**EXERCISE**
Exact reproduction, images excluded: write out the records below.

**EXTRACTED ENTRIES**
────────

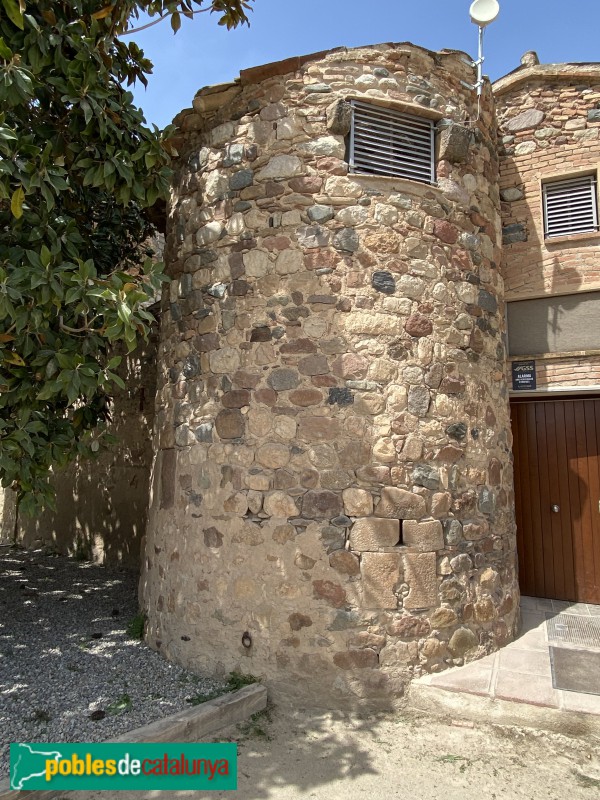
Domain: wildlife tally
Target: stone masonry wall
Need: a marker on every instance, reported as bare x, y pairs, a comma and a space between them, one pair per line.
549, 124
332, 501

────────

**SOLVED EXERCISE**
Domain: wildlife tally
Target: stone masonry wall
Need: a marker on every instance, reported as bare x, y pairs, a comma and a space between them, one pair per line.
549, 124
332, 501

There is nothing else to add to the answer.